課題 1
提示文で「映画を観るとか」で始まる文に挙げられている行動を、すべて書き出してください。
課題 2
提示文によると、予想外の深夜のディナーに合わせて筆者が自室から慌てて持ってきたものは何ですか。
課題 3
提示文のうち、「遅い帰宅ながら風呂に浸かる。」で始まり「誤魔化すことは不可能である。」まで続く部分を、一字も変えずにもう一度示してください。

忘憂之物

男はいかに丸くとも、角を持たねばならぬ
             渋沢栄一

「今、」

2008年04月19日 | 過去記事
■2008/04/18 (金) 「今、」1

遅い帰宅ながら風呂に浸かる。「温泉の元」を入れてロックグラスを揺らす。言うまでもなく、湯船に浸かりながら飲るのは格別なのだが、「体に良くない」と妻は嫌がるのだ。その代り、少しだけ「心にとても良い」ということも理解できるようになったらしい。「一杯だけ」と言いながら風呂場に運んできてくれる。

ぼぉ~~っと考えごとにふける。が、気をつけねばならんことがある。それは「考え過ぎる」ことだ。往々にしてネガティブになる。人生、考え込んでしまったら負けだ(笑)。

「昔の出来事」を思い出すのも気をつけたほうがいい。「楽しい思い出」を辿るも、そこに予期せぬ「忘れたい思い出」に出会うこともある。頭の中、心の中に嘘は通じない。自分を誤魔化すことは不可能である。

また、「良い思い出」に混在される「忘れたい思い出」をほじくり返すような、人間が生き抜く上で重要、且つ、優れた機能である「忘却」を妨げるようなことをしてはならん。なにより、それだけを取り出すには相当な客観性を要するし、己の状態によっては危険だし、その労力と比して結果は虚しいものだ。

「忘れたほうがよい」ことは忘れるに限る。不意に思い出してしまうという災難もあるが、そのときは頭をぶんぶんと振ってどこかに吹き飛ばす。映画を観るとか、マンガを読むとか、もしくは、美味い酒でも飲んで寝てしまえばいい。ともかく思考を殺すことだ。

でも、目の前にあることを「熟考する」ことは必要だ。考えねばならんこと、忘れてはならんことは、まさに「今」なのである。明日でもなく、昨日でもなく、今日でもない。

大切なのは「今」だ。
逃げられないことは「今」なのである。

風呂から出ると、更に遅くなった夕食を軽めに・・・と思ったら、妻が牛の死体を、これまた「少しだけ」と言いながら焼いてくれた。予想外の深夜のディナーに、慌てて自室から「ノンカロリー」の発泡酒を持ってきた。いくら深夜でも、麦茶で牛の死体は喰えん。

私の食事の用意を終えた妻は力なく言う。

「あの子、今、なにしてるかなぁ・・?」

「あの子」が娘を指すということはすぐにわかる。

データ一覧
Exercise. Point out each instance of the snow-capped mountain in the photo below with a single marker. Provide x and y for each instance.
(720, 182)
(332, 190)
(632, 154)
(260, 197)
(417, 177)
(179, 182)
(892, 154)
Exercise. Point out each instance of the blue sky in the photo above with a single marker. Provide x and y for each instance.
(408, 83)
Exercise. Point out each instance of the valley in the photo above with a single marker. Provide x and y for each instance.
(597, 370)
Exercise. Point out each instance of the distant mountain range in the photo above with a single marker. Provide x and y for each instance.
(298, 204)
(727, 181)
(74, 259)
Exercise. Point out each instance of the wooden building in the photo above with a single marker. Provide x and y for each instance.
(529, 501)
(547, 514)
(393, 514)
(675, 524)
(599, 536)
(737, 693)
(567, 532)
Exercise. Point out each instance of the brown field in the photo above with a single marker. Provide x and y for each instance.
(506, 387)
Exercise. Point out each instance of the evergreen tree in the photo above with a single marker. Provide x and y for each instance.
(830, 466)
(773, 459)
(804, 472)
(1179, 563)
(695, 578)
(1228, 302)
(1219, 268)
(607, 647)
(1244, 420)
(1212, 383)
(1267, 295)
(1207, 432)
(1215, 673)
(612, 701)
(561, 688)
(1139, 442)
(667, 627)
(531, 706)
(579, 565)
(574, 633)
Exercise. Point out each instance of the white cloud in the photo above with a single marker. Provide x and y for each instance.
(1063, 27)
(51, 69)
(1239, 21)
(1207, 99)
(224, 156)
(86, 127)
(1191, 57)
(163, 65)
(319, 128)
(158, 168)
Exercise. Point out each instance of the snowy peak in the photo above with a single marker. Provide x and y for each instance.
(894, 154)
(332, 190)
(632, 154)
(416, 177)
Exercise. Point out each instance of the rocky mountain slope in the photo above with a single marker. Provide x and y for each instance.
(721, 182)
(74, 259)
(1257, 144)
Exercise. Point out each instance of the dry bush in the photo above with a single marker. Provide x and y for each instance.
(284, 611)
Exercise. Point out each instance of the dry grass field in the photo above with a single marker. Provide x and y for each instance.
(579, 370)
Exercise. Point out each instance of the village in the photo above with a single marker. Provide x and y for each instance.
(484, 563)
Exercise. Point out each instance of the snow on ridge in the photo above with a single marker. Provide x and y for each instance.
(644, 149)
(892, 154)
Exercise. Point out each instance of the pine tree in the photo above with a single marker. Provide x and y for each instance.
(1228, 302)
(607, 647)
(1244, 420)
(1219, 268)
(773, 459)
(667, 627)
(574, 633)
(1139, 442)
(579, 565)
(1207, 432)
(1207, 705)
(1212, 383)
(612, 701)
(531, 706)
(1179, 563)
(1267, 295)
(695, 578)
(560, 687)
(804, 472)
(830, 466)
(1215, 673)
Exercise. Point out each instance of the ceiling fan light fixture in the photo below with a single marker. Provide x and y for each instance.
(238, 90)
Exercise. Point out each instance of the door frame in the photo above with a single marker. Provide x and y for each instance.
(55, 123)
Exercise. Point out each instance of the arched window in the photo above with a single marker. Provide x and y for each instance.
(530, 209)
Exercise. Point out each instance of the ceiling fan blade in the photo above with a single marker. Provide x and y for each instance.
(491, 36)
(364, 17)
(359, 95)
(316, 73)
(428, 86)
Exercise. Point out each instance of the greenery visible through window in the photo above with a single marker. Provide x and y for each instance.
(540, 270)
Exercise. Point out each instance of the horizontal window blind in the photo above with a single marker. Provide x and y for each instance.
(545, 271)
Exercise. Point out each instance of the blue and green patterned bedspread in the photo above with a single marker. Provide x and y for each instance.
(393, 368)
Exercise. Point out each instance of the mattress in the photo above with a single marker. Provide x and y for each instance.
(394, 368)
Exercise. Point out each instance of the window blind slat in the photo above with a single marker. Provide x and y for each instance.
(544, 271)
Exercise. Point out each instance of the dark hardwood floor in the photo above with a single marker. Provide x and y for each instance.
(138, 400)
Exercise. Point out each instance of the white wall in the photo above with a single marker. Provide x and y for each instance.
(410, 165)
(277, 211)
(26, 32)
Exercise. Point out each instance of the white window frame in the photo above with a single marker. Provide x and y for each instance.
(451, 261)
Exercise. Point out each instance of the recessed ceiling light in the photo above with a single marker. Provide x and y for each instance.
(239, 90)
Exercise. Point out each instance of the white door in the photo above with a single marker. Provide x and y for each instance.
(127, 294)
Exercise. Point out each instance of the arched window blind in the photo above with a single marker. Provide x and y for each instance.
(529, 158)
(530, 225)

解答全文 1
映画を観る、マンガを読む、美味い酒でも飲んで寝てしまう

解答全文 2
「ノンカロリー」の発泡酒です。

解答全文 3
遅い帰宅ながら風呂に浸かる。「温泉の元」を入れてロックグラスを揺らす。言うまでもなく、湯船に浸かりながら飲るのは格別なのだが、「体に良くない」と妻は嫌がるのだ。その代り、少しだけ「心にとても良い」ということも理解できるようになったらしい。「一杯だけ」と言いながら風呂場に運んできてくれる。

ぼぉ~~っと考えごとにふける。が、気をつけねばならんことがある。それは「考え過ぎる」ことだ。往々にしてネガティブになる。人生、考え込んでしまったら負けだ(笑)。

「昔の出来事」を思い出すのも気をつけたほうがいい。「楽しい思い出」を辿るも、そこに予期せぬ「忘れたい思い出」に出会うこともある。頭の中、心の中に嘘は通じない。自分を誤魔化すことは不可能である。